A temporalidade da causa do sujeito não é a da linear disposição do tempo (e da correspondente noção de que causas passadas determinam o presente); é a temporalidade do tempo circular na qual o “tempo para” quando, numa intrincada autonarração, o sujeito coloca sua própria causa pressuposta. Miller mesmo reconhece isso quando salienta que a causa do desejo é “além disso, uma causa posta por retroação”. É nesse preciso sentido que sujeito e objeto são correlativos: a emergência [emergence] do sujeito, seu rompimento (corte interno, suspensão) da causalidade linear da “realidade” tem uma causa, mas uma causa que é retroativamente posta por seu próprio efeito. É essa retroatividade mínima, não apenas algum tipo de “complexidade” estrutural, que nos permite passar da causalidade linear natural, por complexa que seja, à própria causalidade estrutural.

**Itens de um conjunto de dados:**
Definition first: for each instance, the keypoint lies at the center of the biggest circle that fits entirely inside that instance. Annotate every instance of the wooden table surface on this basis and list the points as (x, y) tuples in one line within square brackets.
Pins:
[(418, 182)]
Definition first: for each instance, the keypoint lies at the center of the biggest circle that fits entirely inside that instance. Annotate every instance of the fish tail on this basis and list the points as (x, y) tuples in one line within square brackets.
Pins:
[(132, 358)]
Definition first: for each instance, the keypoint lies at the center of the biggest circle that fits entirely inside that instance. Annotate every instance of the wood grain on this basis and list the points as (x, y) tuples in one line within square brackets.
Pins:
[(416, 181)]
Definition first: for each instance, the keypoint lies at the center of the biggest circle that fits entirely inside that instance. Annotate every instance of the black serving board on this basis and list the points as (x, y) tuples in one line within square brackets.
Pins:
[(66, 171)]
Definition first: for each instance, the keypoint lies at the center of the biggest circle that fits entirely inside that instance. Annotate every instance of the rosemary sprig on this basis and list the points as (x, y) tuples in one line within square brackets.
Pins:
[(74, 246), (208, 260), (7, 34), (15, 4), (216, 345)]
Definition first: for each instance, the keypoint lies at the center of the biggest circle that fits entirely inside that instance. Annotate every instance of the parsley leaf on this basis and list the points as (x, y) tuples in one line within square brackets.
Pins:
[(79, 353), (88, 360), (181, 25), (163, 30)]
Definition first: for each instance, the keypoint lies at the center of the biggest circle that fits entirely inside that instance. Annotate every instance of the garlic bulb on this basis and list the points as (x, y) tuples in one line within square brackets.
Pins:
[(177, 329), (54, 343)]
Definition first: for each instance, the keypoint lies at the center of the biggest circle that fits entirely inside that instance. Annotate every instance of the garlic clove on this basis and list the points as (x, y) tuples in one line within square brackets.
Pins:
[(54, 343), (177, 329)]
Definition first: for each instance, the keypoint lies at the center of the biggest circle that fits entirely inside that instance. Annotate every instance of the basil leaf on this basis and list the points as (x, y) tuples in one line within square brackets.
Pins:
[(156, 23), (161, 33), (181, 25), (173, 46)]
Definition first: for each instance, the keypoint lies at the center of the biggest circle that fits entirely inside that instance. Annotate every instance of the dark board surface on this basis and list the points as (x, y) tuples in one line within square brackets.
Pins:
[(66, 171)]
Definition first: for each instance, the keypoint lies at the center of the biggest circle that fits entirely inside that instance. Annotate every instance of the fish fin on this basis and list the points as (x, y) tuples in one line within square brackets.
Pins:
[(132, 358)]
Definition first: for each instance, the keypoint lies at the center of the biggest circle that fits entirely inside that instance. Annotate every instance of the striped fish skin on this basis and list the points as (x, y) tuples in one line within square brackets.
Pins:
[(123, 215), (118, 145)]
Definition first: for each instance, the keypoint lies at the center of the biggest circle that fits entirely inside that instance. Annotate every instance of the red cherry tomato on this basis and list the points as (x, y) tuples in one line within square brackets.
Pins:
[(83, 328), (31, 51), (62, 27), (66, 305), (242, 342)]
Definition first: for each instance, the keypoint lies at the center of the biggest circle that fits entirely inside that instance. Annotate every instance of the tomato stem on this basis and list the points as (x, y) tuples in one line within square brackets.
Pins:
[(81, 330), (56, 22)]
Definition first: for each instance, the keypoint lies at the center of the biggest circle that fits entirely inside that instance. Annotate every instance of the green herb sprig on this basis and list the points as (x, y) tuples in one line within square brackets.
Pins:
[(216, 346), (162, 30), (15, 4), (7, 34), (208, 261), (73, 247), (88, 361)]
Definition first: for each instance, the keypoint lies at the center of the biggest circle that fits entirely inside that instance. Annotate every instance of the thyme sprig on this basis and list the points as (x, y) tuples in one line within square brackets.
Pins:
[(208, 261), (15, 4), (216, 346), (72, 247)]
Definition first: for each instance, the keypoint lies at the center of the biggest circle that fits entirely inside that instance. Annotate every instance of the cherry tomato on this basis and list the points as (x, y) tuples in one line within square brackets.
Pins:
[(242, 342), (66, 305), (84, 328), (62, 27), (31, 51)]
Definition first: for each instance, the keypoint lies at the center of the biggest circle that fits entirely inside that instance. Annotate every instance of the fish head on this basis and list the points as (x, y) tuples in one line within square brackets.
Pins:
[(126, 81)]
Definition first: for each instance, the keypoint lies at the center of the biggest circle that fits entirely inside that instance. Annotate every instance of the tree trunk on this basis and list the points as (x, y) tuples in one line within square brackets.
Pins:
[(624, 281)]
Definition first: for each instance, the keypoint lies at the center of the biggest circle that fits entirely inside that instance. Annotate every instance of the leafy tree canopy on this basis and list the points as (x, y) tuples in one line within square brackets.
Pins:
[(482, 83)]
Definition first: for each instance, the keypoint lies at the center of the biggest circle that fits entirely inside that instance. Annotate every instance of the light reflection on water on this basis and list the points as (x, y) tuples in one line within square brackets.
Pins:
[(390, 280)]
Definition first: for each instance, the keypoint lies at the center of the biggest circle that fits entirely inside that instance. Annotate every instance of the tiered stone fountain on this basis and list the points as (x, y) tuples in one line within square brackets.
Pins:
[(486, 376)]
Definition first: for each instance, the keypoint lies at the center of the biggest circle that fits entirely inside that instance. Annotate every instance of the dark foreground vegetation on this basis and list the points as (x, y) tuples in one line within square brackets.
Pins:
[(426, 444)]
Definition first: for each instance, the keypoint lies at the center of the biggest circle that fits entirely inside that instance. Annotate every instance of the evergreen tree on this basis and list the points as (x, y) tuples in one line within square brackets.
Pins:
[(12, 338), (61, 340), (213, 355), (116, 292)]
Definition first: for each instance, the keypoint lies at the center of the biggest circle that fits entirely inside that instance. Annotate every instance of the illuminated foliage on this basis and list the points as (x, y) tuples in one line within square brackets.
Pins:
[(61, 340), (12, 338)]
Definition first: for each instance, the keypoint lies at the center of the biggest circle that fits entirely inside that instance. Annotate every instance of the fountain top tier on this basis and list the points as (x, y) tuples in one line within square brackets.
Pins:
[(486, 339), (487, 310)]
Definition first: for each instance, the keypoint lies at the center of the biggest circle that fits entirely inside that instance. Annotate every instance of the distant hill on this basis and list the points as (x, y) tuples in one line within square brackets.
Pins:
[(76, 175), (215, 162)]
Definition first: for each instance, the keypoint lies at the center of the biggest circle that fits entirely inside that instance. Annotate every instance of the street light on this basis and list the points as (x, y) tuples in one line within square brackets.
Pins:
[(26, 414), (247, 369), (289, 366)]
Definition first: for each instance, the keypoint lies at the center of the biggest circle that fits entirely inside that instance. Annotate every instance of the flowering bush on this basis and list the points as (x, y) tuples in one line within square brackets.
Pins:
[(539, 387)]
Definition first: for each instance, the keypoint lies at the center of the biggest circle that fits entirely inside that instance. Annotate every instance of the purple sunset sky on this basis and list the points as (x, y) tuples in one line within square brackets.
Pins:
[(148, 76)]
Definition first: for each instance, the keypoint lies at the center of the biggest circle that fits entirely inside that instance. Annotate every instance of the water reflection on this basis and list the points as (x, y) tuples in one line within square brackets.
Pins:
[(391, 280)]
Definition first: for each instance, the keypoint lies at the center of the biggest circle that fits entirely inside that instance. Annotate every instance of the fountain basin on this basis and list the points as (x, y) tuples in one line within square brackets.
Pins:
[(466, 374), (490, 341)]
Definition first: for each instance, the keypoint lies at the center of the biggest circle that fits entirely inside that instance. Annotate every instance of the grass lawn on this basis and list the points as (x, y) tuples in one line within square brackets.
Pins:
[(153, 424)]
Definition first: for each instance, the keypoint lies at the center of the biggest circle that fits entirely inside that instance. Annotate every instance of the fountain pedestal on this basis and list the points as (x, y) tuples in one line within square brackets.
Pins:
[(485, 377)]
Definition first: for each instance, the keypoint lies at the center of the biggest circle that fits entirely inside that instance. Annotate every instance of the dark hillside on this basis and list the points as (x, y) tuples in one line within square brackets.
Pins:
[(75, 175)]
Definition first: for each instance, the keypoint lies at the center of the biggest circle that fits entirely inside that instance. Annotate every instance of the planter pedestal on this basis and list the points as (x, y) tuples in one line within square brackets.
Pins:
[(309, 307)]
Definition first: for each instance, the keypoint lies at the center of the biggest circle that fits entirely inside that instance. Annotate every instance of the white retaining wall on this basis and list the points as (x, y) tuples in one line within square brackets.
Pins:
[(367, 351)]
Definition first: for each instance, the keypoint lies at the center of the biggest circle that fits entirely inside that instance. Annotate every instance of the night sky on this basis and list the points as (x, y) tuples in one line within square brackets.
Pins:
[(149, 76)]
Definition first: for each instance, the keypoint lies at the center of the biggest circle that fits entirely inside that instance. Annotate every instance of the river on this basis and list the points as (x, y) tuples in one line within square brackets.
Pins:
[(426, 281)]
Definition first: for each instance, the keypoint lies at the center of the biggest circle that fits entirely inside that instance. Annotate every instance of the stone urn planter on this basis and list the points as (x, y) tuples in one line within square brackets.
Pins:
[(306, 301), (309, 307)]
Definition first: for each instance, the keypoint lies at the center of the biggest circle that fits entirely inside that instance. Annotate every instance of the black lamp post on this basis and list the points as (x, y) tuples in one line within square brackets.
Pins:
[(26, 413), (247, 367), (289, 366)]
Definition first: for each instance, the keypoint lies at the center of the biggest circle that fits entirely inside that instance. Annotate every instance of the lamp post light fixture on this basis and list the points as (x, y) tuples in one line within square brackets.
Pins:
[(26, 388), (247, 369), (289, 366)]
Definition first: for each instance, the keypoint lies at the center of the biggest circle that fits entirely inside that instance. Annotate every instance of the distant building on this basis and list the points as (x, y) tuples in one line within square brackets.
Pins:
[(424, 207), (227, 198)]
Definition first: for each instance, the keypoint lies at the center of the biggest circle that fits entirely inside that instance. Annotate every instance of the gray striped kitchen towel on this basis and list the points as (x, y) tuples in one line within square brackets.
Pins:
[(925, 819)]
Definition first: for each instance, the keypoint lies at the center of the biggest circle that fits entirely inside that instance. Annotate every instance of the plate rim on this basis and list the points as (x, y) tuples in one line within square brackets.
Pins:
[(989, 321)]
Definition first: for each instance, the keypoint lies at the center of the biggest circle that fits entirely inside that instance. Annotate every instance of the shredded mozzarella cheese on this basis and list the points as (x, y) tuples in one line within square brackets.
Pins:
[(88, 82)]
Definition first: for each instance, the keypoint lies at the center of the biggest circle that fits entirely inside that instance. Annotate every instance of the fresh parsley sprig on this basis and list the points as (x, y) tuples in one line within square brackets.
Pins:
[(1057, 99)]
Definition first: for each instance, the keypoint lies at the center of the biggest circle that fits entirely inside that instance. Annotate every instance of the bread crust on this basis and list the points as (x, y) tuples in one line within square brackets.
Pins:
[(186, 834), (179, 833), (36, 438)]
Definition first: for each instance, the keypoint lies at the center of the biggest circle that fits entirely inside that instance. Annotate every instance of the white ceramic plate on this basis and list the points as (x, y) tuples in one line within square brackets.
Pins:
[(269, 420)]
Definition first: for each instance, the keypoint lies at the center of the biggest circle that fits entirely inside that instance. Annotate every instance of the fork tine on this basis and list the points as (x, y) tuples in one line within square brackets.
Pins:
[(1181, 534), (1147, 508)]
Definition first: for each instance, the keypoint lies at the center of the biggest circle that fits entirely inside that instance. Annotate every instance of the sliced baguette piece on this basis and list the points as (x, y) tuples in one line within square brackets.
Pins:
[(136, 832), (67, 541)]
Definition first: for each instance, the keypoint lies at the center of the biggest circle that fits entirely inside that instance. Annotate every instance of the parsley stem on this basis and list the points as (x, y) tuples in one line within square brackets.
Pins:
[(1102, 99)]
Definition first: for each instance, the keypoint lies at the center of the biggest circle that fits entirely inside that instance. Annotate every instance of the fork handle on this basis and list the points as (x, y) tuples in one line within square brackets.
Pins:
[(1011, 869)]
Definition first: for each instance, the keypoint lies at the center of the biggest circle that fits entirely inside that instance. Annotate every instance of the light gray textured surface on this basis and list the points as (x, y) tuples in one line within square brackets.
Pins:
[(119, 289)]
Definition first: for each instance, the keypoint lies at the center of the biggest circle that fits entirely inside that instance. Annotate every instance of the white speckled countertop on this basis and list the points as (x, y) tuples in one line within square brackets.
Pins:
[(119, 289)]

**Tarefa proposta A:** Relacione todas as expressões que o texto sobre a causa do sujeito coloca entre aspas.
**Tarefa proposta B:** Transcreva do texto sobre a causa do sujeito tudo o que vai de "A temporalidade da" até "própria causalidade estrutural.".
**Tarefa proposta C:** Dê continuidade ao texto sobre a causa do sujeito a partir do ponto em que ele termina.

**Resposta da tarefa A:**
- tempo para
- além disso, uma causa posta por retroação
- realidade
- complexidade

**Resposta da tarefa B:**
A temporalidade da causa do sujeito não é a da linear disposição do tempo (e da correspondente noção de que causas passadas determinam o presente); é a temporalidade do tempo circular na qual o “tempo para” quando, numa intrincada autonarração, o sujeito coloca sua própria causa pressuposta. Miller mesmo reconhece isso quando salienta que a causa do desejo é “além disso, uma causa posta por retroação”. É nesse preciso sentido que sujeito e objeto são correlativos: a emergência [emergence] do sujeito, seu rompimento (corte interno, suspensão) da causalidade linear da “realidade” tem uma causa, mas uma causa que é retroativamente posta por seu próprio efeito. É essa retroatividade mínima, não apenas algum tipo de “complexidade” estrutural, que nos permite passar da causalidade linear natural, por complexa que seja, à própria causalidade estrutural.

**Resposta da tarefa C:**
“Você quis isso, Georges Dandin” citado por Miller é uma passagem de Molière na qual o sujeito é lembrado de que o impasse presente no qual se encontra é o não intencional resultado de seus próprios atos passados; Miller dá a isso uma reviravolta adicional: o sujeito poderia recapturar na conseqüência que ele encontra na realidade os resultados de sua causa ausente e não considerada – no caso de Billy Bathgate, ele poderia recapturar em dois objetos “reais”, o romance e o filme, as conseqüências de sua causa virtual, o espectral “melhor romance”.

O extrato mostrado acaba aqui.